§ **CONSIGNE A**: Résumez le texte fourni en deux phrases.
§ **CONSIGNE B**: Recopiez, s'il vous plaît, la partie du texte fourni qui s'ouvre sur les mots contenant « Que peut-on faire » et se ferme sur « Gosset, un Anglais. ».

§ **TEXTE FOURNI**:
Ce Certain disparate n’est pas l’éloge du disparate, ce n’est pas l’éloge du touche-à-tout – qui n’est pas désagréable, mais secondaire. C’est trouver la valeur objective du disparate quand il est organisé et dominé. Je rapporte une expérience sur moi-même. Pour être sûr de sa valeur, il faudrait en constater les effets bénéfiques sur d’autres, or, je n’apporte qu’un seul exemple, je le sais très bien. L’habitude que j’ai de la recherche scientifique fait que je me rends compte que je propose une généralisation sur un cas.
Que peut-on faire ? Peut-être inciter des gens à l’essayer et établir une statistique. Il y a finalement plus d’un cas, je ne suis pas le seul, mais nous formons une minorité secrète et silencieuse. Je sais qu’il y en a eu d’autres, n’ayant pas réussi de la même manière que moi, mais pour les mêmes raisons que moi. Chacun s’est trouvé dans des conditions de vie différentes. Il y a en effet pas mal de cas, que je pourrais même recenser. On peut commencer la statistique sur très peu d’échantillons, un spécialiste a renouvelé la statistique en permettant d’extrapoler sur un très petit nombre de cas, c’est Gosset, un Anglais.
Il vivait à la fin du XIX ème siècle. Il était professeur d’université et signait ses communications : Student. Il n’avait pas le droit de les signer Gosset parce qu’il était en même temps le conseiller de la firme Guiness. A cette époque-là, un professeur d’université ayant en même temps une fonction commerciale était très mal vu. Il y a donc une loi de Student qui permet de tirer des conclusions valables à partir d’un très petit nombre d’échantillons, dans certains cas, sous certaines conditions. On peut même commencer par un seul cas, puis en trouver ensuite quelques autres. On peut aussi retrouver des biographies de gens disparus.

§ **DONNÉES ÉTUDIÉES**:
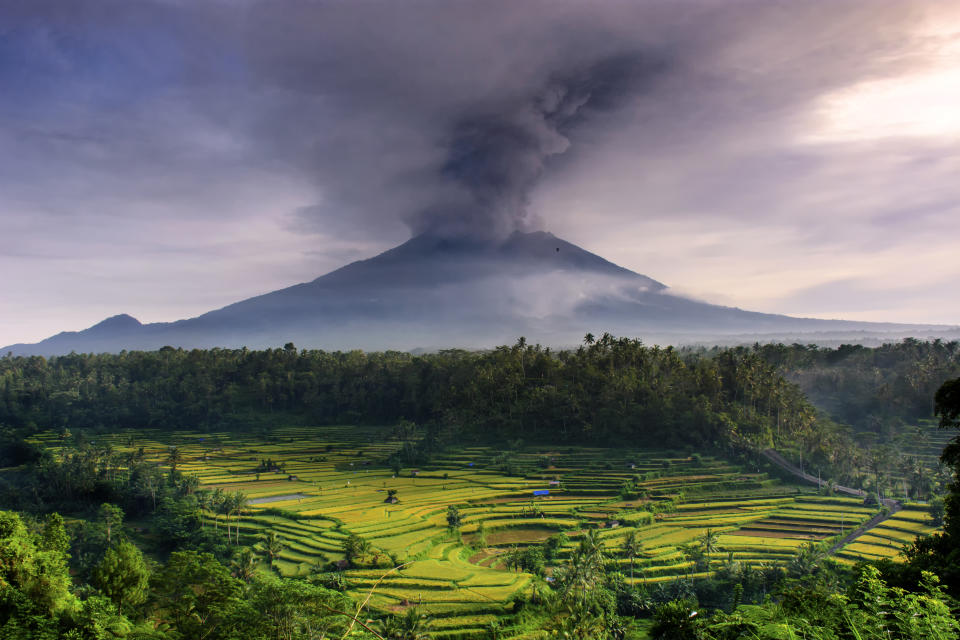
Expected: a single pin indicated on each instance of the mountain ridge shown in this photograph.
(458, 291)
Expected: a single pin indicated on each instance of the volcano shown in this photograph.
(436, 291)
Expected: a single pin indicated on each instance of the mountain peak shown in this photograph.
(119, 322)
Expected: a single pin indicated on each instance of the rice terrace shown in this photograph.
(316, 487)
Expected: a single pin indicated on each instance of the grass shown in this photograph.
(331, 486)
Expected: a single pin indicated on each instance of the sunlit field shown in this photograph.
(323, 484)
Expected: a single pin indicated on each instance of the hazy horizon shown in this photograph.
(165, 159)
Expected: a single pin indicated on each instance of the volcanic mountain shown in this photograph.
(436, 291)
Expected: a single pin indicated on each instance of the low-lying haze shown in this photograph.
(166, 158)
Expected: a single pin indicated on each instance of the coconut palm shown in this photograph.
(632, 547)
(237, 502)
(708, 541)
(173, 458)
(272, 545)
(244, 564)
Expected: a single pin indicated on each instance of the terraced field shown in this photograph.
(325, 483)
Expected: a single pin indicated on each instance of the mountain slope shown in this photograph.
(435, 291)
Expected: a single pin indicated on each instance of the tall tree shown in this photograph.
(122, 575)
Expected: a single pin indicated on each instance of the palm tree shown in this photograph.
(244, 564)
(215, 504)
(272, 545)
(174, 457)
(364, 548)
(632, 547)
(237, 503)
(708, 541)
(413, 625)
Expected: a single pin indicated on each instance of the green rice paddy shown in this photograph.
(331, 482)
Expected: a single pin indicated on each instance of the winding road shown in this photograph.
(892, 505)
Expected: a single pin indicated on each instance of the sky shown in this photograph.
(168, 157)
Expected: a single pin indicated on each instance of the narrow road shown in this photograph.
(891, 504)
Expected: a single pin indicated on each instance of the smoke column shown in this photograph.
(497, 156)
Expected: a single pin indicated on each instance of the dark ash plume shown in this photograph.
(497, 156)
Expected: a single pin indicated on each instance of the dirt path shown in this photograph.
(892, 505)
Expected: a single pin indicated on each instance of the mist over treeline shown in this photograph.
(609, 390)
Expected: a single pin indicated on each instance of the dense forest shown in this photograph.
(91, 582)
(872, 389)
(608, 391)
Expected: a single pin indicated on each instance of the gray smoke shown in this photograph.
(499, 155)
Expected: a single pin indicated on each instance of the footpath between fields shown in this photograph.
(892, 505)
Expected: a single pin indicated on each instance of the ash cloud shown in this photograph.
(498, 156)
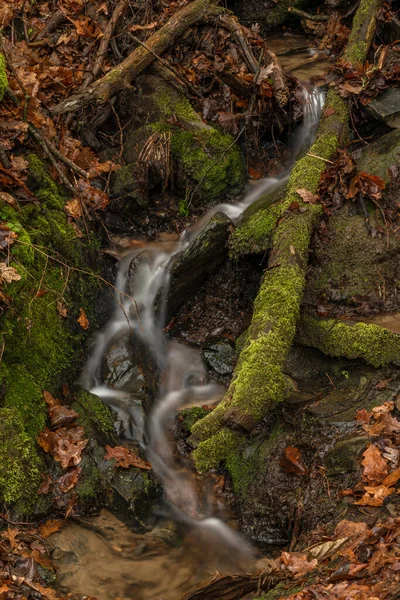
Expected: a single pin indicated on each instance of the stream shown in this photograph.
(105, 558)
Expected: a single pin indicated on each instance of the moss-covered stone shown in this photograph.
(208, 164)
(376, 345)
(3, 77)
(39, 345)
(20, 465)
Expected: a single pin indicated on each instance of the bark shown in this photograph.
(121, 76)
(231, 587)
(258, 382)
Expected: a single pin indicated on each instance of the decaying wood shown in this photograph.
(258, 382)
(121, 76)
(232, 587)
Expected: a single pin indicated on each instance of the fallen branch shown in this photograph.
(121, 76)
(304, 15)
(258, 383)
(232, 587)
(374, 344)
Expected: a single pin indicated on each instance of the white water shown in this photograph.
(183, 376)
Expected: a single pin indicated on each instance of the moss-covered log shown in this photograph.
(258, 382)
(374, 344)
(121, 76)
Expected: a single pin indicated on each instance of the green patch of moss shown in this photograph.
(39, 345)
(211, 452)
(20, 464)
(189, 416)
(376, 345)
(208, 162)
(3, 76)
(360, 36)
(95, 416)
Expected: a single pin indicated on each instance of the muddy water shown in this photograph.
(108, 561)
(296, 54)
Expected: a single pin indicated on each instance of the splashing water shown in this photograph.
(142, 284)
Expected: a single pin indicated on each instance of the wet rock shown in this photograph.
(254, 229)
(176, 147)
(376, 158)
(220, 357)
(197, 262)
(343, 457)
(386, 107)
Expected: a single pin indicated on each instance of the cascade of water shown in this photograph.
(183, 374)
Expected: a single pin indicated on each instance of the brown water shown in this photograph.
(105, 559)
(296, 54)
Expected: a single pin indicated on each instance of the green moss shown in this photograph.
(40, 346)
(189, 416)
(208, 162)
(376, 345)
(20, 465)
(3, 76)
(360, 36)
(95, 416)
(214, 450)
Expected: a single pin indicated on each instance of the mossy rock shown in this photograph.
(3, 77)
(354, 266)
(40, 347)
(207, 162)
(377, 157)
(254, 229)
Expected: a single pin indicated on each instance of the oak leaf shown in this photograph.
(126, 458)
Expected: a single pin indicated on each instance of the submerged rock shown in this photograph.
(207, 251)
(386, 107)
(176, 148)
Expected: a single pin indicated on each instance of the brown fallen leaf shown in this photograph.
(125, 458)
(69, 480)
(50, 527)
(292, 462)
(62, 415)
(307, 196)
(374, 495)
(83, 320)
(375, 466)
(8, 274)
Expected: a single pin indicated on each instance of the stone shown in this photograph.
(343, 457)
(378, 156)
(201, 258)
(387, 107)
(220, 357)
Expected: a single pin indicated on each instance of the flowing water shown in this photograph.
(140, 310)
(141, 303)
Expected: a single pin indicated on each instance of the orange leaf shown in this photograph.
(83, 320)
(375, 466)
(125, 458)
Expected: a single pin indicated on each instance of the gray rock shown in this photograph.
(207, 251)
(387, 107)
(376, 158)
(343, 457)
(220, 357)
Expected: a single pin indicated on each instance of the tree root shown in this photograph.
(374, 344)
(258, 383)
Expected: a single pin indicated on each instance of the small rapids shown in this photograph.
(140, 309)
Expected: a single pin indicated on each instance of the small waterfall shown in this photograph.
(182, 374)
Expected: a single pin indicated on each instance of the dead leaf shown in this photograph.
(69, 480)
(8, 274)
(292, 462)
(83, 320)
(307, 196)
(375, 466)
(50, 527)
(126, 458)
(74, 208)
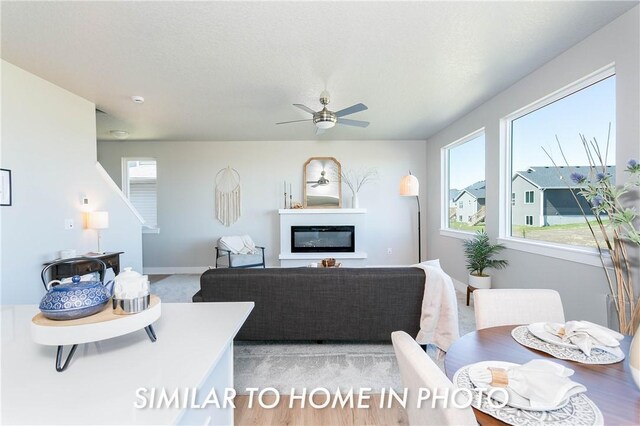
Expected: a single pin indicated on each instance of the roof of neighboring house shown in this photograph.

§ **RÉSULTAT A**: Le texte cherche la valeur objective du disparate quand il est organisé et dominé, à partir d'une expérience personnelle dont il reconnaît qu'elle ne constitue qu'un seul cas. Pour dépasser cette limite, il propose d'établir une statistique, possible même sur très peu d'échantillons grâce à la loi de Student, due à Gosset, qui signait ainsi parce qu'il était aussi conseiller de la firme Guiness.

§ **RÉSULTAT B**:
Que peut-on faire ? Peut-être inciter des gens à l’essayer et établir une statistique. Il y a finalement plus d’un cas, je ne suis pas le seul, mais nous formons une minorité secrète et silencieuse. Je sais qu’il y en a eu d’autres, n’ayant pas réussi de la même manière que moi, mais pour les mêmes raisons que moi. Chacun s’est trouvé dans des conditions de vie différentes. Il y a en effet pas mal de cas, que je pourrais même recenser. On peut commencer la statistique sur très peu d’échantillons, un spécialiste a renouvelé la statistique en permettant d’extrapoler sur un très petit nombre de cas, c’est Gosset, un Anglais.